QUOTED TEXT:
==========
The rationale highlights some of the ongoing changes in Brazil’s fund industry. Thanks to the nation’s historically high interest rates, whenever an equity-focused hedge fund wanted to stick to a more defensive portfolio, a usual move was to park some cash in risk-free government bonds linked to the benchmark rate -- which was as high as 14.25% in 2016. Since then, the central bank has cut rates to a record low 2%, forcing managers to get creative.

Low rates also proved to be a boon for Brazil’s asset-management industry, resulting in record inflows and the rapid formation of new hedge fund shops -- more than 30 in the past two years -- like Sao Paulo-based Frontier.
==========
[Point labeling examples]
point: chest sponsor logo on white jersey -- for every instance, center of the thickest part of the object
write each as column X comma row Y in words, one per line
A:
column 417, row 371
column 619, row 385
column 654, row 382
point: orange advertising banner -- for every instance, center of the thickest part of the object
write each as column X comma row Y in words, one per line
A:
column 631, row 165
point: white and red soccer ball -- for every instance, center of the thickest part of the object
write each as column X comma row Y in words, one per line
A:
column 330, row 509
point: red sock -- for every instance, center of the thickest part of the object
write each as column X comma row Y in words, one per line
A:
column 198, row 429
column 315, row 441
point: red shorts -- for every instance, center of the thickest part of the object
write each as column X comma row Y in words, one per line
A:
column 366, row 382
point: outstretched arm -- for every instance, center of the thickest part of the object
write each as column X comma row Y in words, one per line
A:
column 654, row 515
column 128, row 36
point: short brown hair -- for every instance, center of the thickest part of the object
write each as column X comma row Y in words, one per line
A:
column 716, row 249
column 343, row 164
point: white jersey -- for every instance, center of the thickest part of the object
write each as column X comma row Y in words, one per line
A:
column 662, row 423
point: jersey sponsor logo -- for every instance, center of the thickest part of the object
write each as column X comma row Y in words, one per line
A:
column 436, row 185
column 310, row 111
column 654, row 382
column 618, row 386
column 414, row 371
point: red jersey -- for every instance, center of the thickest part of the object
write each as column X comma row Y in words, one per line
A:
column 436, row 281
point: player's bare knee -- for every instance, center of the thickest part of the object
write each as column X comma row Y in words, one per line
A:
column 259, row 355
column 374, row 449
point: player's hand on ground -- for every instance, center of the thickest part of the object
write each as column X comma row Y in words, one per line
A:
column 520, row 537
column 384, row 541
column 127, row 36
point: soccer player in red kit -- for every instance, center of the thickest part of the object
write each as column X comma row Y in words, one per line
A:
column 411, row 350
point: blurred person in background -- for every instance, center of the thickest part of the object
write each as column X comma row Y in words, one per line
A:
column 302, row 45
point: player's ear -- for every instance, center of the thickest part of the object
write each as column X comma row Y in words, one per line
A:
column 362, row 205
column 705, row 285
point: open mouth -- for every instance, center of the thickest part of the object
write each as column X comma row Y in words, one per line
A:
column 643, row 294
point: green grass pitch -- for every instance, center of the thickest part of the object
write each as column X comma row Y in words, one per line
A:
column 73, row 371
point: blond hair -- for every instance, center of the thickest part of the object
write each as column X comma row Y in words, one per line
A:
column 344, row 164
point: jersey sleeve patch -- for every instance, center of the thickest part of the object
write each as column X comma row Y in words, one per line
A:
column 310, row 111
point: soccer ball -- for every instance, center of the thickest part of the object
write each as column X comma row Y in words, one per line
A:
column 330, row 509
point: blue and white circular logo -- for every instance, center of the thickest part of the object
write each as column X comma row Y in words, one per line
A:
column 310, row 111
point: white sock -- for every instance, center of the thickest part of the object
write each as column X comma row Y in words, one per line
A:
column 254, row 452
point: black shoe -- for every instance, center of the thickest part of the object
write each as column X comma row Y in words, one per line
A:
==========
CHALLENGES:
1: Answer these about the piece on Brazil's fund industry:
(a) How high was the benchmark rate in 2016?
(b) To what record low has the central bank cut rates?
(c) How many new hedge fund shops have formed in the past two years?
2: Carry on the piece about Brazil's fund industry, starting right after its last sentence.

OUTPUTS BY TASK:
1:
(a) 14.25%
(b) 2%
(c) More than 30

2:
Another Hedge Fund Is Born in Brazil as Low Rates Juice Inflows

Fonseca, who has worked in the local hedge fund industry for more than two decades, founded the firm along with Alexandre Cancherini, 41, a former portfolio manager at Banco Santander SA’s Brazil asset-management unit, and Eduardo Cotrim, 39, who spent more than six years at Franklin Templeton’s Brazil unit. They plan to bring in two more partners early next year and amass 2 billion reais ($390 million) of assets before closing the fund to new investors.

For their global strategy, Fonseca said he drew inspiration from Bridgewater Associates founder Ray Dalio’s All Weather fund, a passive long-only strategy that seeks protection from market turmoil by investing mainly in a combination of stocks and bonds.

“We’ve put this portion of our portfolio together by following the All Weather’s philosophy laid out by Dalio,” Fonseca said.

©2020 Bloomberg L.P.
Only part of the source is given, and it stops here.